Passage shown below:

In 1904, he was appointed to the Laurier Cabinet as Minister of Inland Revenue where he introduced antitrust legislation to protect tobacco farmers from the monopolistic practices of the American Tobacco Company.

In 1906, he was promoted to Minister of Marine and Fisheries and reorganized the Montreal Harbours Commission and instituted reforms in the department to reduce patronage and corruption.

Brodeur was a member of the Canadian delegation to the 1907 Imperial Conference in London, and also helped negotiate a trade treaty with France.

In 1910, he became Minister of the Naval Service and was responsible for introducing legislation to create the Canadian Navy. This signified a move towards Canadian independence from Britain. It was opposed by the Conservative Party, which preferred Canada's participation in the Royal Navy. By the end of his term, the new Navy consisted of 233 sailors and two cruisers, one on each coast. The policy of creating a Canadian Navy was also opposed by French-Canadian nationalists such as Henri Bourassa who feared that the Canadian Navy would only be used as a device to engage Canada in British wars.

End of Passage shown.
Given data below:

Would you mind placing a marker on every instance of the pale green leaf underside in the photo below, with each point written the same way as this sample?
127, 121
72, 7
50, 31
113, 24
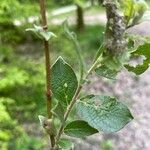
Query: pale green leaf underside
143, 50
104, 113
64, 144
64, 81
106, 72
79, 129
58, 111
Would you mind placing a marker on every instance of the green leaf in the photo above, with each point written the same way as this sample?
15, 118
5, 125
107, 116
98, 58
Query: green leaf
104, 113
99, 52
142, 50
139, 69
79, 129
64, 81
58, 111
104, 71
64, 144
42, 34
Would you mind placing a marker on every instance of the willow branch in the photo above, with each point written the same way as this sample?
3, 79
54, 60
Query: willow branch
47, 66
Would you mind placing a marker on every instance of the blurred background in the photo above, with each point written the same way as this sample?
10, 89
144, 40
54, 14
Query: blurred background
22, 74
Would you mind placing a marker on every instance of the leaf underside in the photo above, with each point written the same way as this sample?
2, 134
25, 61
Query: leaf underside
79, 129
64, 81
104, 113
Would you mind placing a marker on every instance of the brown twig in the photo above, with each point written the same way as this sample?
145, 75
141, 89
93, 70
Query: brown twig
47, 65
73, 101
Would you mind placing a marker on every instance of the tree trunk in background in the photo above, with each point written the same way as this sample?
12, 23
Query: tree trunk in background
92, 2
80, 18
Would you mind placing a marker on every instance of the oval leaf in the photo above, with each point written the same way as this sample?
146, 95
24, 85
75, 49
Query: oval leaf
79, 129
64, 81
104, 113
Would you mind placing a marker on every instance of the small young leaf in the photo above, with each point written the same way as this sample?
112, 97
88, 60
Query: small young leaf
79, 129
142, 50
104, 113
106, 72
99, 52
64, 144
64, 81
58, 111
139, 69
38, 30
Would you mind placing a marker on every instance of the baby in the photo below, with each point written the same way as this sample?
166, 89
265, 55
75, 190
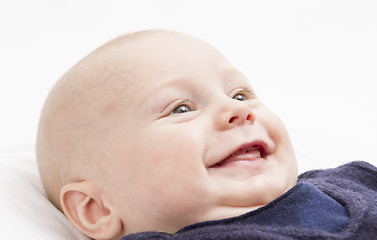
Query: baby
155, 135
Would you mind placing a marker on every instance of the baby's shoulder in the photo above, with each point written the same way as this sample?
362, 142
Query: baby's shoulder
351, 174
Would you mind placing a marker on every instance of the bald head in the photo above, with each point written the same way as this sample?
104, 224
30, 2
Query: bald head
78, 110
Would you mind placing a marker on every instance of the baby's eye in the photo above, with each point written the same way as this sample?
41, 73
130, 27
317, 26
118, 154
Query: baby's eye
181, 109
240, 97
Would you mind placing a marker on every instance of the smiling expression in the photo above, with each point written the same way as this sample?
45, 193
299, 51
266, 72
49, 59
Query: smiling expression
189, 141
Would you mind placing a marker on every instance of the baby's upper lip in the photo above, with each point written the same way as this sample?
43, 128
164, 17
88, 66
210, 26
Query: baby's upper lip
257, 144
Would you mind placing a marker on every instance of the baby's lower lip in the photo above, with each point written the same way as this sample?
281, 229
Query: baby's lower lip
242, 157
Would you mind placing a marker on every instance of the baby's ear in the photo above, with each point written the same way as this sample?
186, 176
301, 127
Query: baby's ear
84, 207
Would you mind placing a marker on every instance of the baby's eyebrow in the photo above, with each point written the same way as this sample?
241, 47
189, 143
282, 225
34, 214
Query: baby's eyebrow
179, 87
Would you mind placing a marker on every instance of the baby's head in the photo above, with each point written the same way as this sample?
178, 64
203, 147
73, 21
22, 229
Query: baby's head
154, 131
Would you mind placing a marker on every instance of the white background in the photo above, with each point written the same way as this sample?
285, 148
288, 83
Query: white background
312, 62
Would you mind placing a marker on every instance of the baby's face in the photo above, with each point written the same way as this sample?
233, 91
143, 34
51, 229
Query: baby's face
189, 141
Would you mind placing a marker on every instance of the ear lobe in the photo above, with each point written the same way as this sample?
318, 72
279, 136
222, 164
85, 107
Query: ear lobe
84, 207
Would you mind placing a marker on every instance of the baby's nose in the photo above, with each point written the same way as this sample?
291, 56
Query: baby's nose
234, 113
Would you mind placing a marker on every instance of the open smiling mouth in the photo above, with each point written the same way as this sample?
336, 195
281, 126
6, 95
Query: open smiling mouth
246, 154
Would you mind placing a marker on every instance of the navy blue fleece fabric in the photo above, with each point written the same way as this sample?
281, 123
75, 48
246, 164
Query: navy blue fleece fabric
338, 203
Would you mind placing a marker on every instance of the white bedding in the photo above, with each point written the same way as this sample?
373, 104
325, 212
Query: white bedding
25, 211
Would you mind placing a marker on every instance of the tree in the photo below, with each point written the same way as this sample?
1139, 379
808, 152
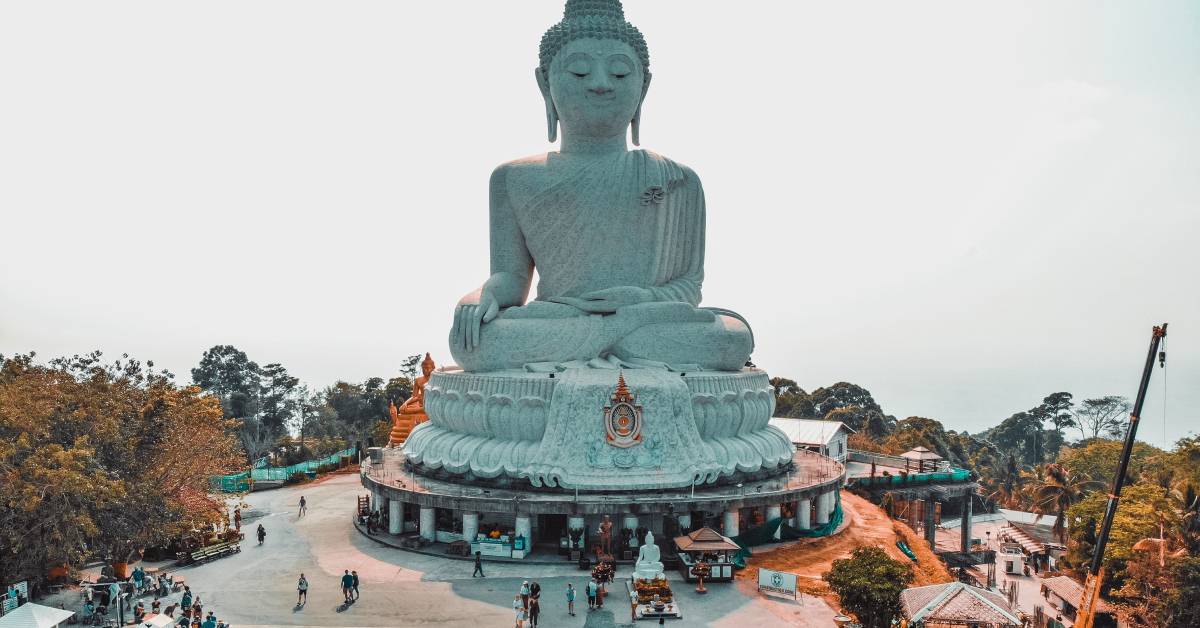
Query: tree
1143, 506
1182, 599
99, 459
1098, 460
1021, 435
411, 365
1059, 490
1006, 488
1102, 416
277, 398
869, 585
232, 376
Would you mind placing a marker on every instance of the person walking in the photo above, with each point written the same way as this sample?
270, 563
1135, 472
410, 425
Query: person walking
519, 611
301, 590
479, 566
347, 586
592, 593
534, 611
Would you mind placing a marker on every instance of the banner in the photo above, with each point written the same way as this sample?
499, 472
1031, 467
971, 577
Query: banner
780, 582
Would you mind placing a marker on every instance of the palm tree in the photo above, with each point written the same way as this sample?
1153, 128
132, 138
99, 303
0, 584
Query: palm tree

End of Given data.

Tasks »
1. Reproduce the passage about Brodeur's cabinet career word for word, starting at "Brodeur was a" and ending at "in British wars.".
2. Resume the passage about Brodeur's cabinet career from the point at which it stops.

Your written answers »
1.
Brodeur was a member of the Canadian delegation to the 1907 Imperial Conference in London, and also helped negotiate a trade treaty with France.

In 1910, he became Minister of the Naval Service and was responsible for introducing legislation to create the Canadian Navy. This signified a move towards Canadian independence from Britain. It was opposed by the Conservative Party, which preferred Canada's participation in the Royal Navy. By the end of his term, the new Navy consisted of 233 sailors and two cruisers, one on each coast. The policy of creating a Canadian Navy was also opposed by French-Canadian nationalists such as Henri Bourassa who feared that the Canadian Navy would only be used as a device to engage Canada in British wars.

2.
Prior to the 1911 election, Brodeur retired from politics.

== Justice of the Supreme Court of Canada ==

On August 11, 1911, Prime Minister Laurier appointed Louis-Philippe Brodeur of Quebec to the Supreme Court of Canada after the death of Justice Désiré Girouard on March 22. Brodeur was well liked and a close friend of Laurier, though described as having shown "no great skill in politics or law."

Historians Snell and Vaughan note that Laurier appointees like Brodeur, Louis Henry Davies, and Charles Fitzpatrick, who came from elected office, lacked the well-developed legal reasoning expected of judges and did not "make as useful a contribution to the law" as their more qualified colleagues.

On October 9, 1923, Brodeur resigned from the Court at age 61 due to poor health and arthritis that impaired his ability to write. Mackenzie King, who described Brodeur as "like a brother or a father," arranged for his appointment as the 13th Lieutenant Governor of Quebec, succeeding Charles Fitzpatrick.

Brodeur died on 2 January 1924, at the Lieutenant Governor's official residence of Spencer Wood in Sillery.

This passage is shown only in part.